[Start of EXCERPT PROVIDED]

Q1: What is the connection between PC time series and "maximum variance"?
The data that they are analyzing are $\hat t$ data points for each of the $n$ neurons, so one can think about that as $\hat t$ data points in the $n$-dimensional space $\mathbb R^n$. It is "a cloud of points", so performing PCA amounts to finding directions of maximal variance, as you are well aware. I prefer to call these directions (which are eigenvectors of the covariance matrix) "principal axes", and the projections of the data onto these directions "principal components".
When analyzing time series, the only addition to this picture is that the points are meaningfully ordered, or numbered (from $1$ to $\hat t$), as opposed to being simply an unordered collection of points. Which means that if we take firing rate of one single neuron (which is one coordinate in the $\mathbb R^n$), then its values can be plotted as a function of time. Similarly, if we take one PC (which is a projection from $\mathbb R^n$ on some line), then it also has $\hat t$ values and can be plotted as a function of time. So if original features are time series, then PCs are also time series.

[End of EXCERPT PROVIDED]

*PROBLEM STATEMENT*: Could you resume the answer on principal components of neural firing-rate time series, carrying it on from its last sentence?

[Start of DATASET EXCERPTS]

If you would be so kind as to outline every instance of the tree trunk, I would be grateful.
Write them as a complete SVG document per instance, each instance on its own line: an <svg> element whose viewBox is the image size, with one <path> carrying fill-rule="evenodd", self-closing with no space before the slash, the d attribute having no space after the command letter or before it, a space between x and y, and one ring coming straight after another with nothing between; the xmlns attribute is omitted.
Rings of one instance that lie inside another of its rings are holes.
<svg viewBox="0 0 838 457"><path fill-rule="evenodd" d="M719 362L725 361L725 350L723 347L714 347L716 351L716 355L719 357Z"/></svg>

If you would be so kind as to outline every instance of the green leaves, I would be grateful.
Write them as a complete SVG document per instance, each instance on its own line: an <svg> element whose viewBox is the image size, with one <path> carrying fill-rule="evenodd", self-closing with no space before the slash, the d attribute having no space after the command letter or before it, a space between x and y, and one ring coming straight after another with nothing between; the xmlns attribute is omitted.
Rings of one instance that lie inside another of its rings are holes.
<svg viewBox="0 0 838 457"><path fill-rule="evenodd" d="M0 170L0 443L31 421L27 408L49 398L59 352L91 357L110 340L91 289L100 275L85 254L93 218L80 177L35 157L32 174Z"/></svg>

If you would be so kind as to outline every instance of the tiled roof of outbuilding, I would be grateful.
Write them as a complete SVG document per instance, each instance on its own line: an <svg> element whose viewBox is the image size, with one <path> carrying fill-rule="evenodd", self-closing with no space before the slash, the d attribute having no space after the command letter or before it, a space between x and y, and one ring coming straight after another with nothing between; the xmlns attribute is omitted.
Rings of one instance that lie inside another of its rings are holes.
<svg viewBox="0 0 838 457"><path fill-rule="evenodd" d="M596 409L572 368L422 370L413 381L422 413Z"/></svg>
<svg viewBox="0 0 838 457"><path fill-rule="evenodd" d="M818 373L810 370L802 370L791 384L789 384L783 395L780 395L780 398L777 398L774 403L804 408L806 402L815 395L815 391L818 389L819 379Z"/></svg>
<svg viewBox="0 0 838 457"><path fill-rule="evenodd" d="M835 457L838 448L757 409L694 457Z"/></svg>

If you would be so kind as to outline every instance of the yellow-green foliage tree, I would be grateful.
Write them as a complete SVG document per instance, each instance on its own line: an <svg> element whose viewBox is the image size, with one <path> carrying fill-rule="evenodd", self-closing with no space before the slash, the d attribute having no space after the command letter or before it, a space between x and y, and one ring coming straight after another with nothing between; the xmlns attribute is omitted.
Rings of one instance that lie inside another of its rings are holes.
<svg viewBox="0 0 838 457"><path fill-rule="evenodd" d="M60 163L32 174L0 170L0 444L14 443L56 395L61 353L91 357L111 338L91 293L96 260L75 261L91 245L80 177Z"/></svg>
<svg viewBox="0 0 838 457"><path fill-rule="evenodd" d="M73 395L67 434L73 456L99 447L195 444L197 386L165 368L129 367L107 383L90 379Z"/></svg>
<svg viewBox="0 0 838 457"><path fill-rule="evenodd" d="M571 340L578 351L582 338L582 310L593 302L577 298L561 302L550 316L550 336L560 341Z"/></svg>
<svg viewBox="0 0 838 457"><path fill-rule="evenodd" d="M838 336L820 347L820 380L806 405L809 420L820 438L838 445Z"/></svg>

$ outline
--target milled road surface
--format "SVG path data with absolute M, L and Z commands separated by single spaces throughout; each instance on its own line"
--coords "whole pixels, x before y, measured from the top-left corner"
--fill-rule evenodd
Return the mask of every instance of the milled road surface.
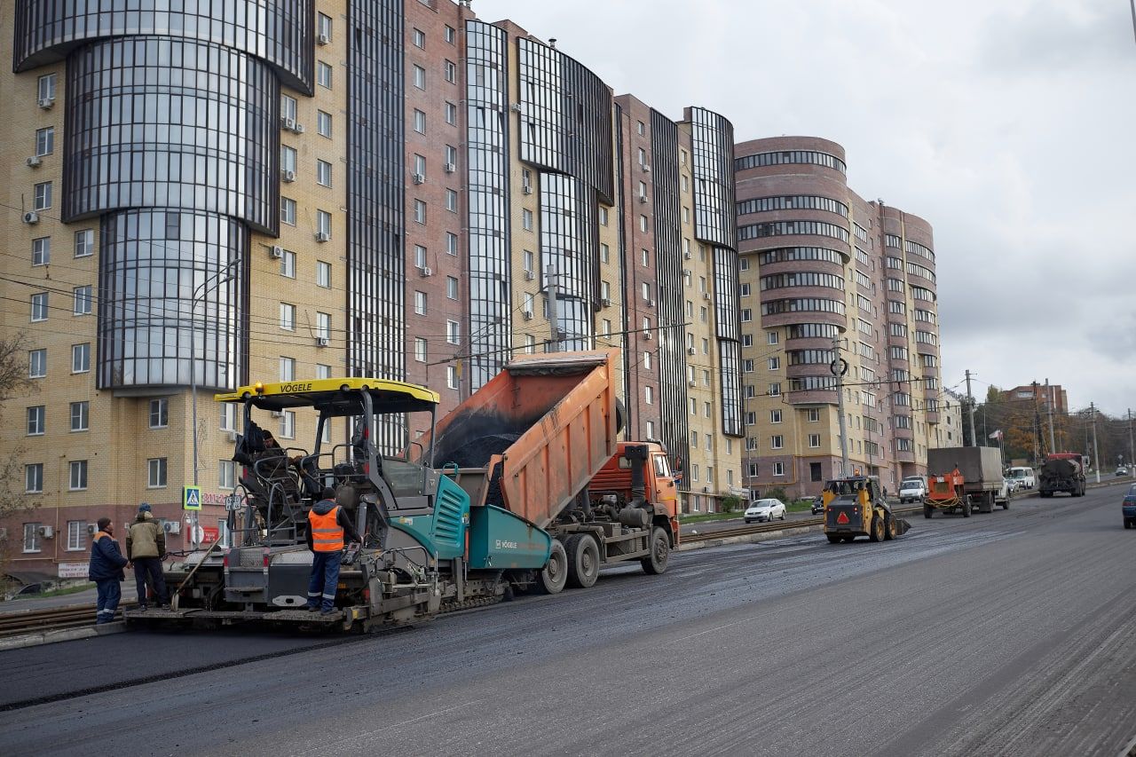
M 364 639 L 3 652 L 0 754 L 1116 755 L 1136 735 L 1122 491 L 695 550 Z

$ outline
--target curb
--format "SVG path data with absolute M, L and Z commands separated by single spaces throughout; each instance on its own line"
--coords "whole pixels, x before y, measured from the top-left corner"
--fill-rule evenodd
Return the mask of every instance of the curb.
M 103 623 L 102 625 L 89 625 L 82 629 L 62 629 L 60 631 L 40 631 L 36 633 L 25 633 L 19 637 L 0 639 L 0 651 L 8 649 L 24 649 L 26 647 L 39 647 L 41 644 L 53 644 L 59 641 L 75 641 L 78 639 L 92 639 L 94 637 L 107 637 L 112 633 L 126 631 L 124 621 Z
M 699 541 L 682 542 L 678 544 L 676 552 L 688 552 L 694 549 L 705 549 L 707 547 L 722 547 L 725 544 L 750 544 L 759 541 L 766 541 L 768 539 L 780 539 L 790 534 L 799 535 L 802 533 L 808 533 L 810 531 L 821 531 L 824 526 L 821 525 L 809 525 L 809 526 L 785 526 L 778 529 L 777 531 L 762 531 L 760 533 L 749 533 L 743 536 L 722 536 L 721 539 L 700 539 Z M 695 534 L 687 534 L 695 535 Z

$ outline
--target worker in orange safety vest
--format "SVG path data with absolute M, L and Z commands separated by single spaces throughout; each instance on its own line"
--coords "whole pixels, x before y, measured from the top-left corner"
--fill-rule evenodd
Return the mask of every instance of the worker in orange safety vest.
M 340 560 L 344 541 L 358 543 L 359 533 L 346 510 L 335 501 L 335 491 L 324 492 L 308 513 L 308 549 L 312 555 L 308 581 L 308 612 L 329 615 L 335 610 L 335 589 L 340 583 Z

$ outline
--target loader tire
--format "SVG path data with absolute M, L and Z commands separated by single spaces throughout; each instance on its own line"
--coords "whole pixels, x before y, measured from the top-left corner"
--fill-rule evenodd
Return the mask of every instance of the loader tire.
M 651 556 L 640 560 L 643 572 L 648 575 L 662 575 L 670 561 L 670 536 L 666 529 L 655 527 L 651 531 Z
M 600 577 L 600 547 L 587 533 L 575 533 L 565 541 L 568 552 L 568 585 L 588 589 Z
M 568 554 L 559 539 L 552 540 L 552 554 L 549 564 L 536 574 L 535 589 L 542 594 L 559 594 L 568 581 Z

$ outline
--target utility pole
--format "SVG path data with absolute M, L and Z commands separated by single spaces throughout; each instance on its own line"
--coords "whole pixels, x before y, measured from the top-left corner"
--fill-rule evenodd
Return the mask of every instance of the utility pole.
M 1128 408 L 1128 475 L 1136 479 L 1136 448 L 1133 447 L 1133 409 Z
M 1050 386 L 1050 380 L 1045 380 L 1045 399 L 1050 407 L 1050 451 L 1058 451 L 1056 443 L 1053 441 L 1053 388 Z
M 833 336 L 833 363 L 829 366 L 833 375 L 836 376 L 836 411 L 841 421 L 841 477 L 849 474 L 849 434 L 844 418 L 844 372 L 847 371 L 847 363 L 841 358 L 841 338 Z
M 1088 409 L 1093 414 L 1093 467 L 1096 468 L 1096 483 L 1101 483 L 1101 455 L 1096 450 L 1096 407 L 1089 402 Z
M 1041 467 L 1042 461 L 1042 414 L 1037 410 L 1037 382 L 1034 386 L 1034 467 Z
M 559 302 L 557 302 L 557 266 L 553 263 L 549 266 L 549 283 L 548 283 L 548 294 L 549 294 L 549 326 L 552 328 L 552 339 L 549 342 L 550 352 L 560 351 L 560 308 Z
M 975 396 L 970 393 L 970 371 L 967 371 L 967 407 L 970 408 L 970 446 L 978 447 L 978 438 L 975 436 Z

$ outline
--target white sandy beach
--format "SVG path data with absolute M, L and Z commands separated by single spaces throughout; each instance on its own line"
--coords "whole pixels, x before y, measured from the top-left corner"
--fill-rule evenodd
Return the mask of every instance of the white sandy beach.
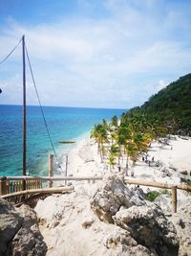
M 88 137 L 80 140 L 71 150 L 68 159 L 68 175 L 102 175 L 109 172 L 108 160 L 101 163 L 97 153 L 97 145 Z M 140 157 L 135 167 L 129 167 L 129 175 L 133 171 L 135 178 L 180 183 L 180 173 L 187 171 L 190 174 L 191 171 L 191 139 L 185 140 L 175 136 L 168 141 L 168 145 L 153 142 L 147 159 L 151 162 L 150 167 Z M 125 159 L 123 162 L 121 160 L 121 171 L 125 168 Z M 157 162 L 159 166 L 156 166 Z M 165 169 L 171 173 L 169 176 L 164 175 Z M 112 172 L 117 172 L 117 167 L 116 166 Z
M 133 170 L 134 178 L 179 184 L 180 172 L 186 170 L 189 173 L 191 170 L 191 139 L 183 140 L 176 137 L 165 146 L 155 142 L 148 152 L 148 159 L 152 160 L 152 157 L 154 157 L 154 163 L 152 162 L 150 167 L 140 159 L 135 167 L 130 167 L 129 174 Z M 160 165 L 156 167 L 158 161 Z M 109 172 L 105 164 L 100 161 L 97 146 L 90 138 L 79 141 L 69 153 L 69 163 L 68 175 L 74 176 L 102 175 Z M 123 164 L 125 165 L 125 161 Z M 117 168 L 116 167 L 112 172 L 117 174 Z M 112 232 L 118 232 L 117 227 L 100 221 L 90 207 L 90 200 L 99 182 L 73 183 L 74 193 L 48 197 L 44 200 L 39 200 L 35 207 L 40 220 L 40 230 L 48 245 L 47 255 L 121 255 L 117 254 L 117 251 L 106 249 L 103 245 L 106 237 Z M 148 189 L 150 188 L 143 188 L 143 190 Z M 188 198 L 190 198 L 190 196 L 186 193 L 178 192 L 178 214 L 172 216 L 173 221 L 177 222 L 180 220 L 179 211 L 186 205 Z M 171 213 L 170 198 L 162 205 L 166 207 L 168 213 Z M 189 214 L 182 218 L 184 221 L 189 222 Z M 186 245 L 186 243 L 190 243 L 189 225 L 187 228 L 188 231 L 182 233 L 181 251 L 190 251 L 190 245 Z

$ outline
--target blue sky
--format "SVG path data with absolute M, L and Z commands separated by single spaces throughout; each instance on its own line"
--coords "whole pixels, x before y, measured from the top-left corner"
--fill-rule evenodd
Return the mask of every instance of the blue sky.
M 0 0 L 0 60 L 25 34 L 43 105 L 129 108 L 190 73 L 190 24 L 191 1 Z M 21 46 L 0 87 L 22 104 Z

[End of DATASET EXCERPTS]

*IN RESPONSE*:
I agree with @Nestor's interpretation above: each original feature can be then seen as a linear combination of PCs, and as PCs are uncorrelated between each other, one can think of them as basis functions that the original features are decomposed into. It's a little bit like Fourier analysis, but instead of taking fixed basis of sines and cosines, we are finding the "most appropriate" basis for this particular dataset, in a sense that first PC accounts for most variance, etc.
"Accounting for most variance" here means that if you only take one basis function (time series) and try to approximate all your features with it, then the first PC will do the best job. So the basic intuition here is that the first PC is a basis function time series that fits all the available time series the best, etc.
Why is this passage in Freeman et al. so confusing?
Freeman et al. analyze the data matrix $\hat{\mathbf Y}$ with variables (i.e. neurons) in rows (!), not in columns. Note that they subtract row means, which makes sense as variables are usually centred prior to PCA. Then they perform SVD: $$\hat {\mathbf Y} = \mathbf{USV}^\top.$$ Using the terminology I advocate above, columns of $\mathbf U$ are principal axes (directions in $\mathbb R^n$) and columns of $\mathbf{SV}$ are principal components (time series of length $\hat t$).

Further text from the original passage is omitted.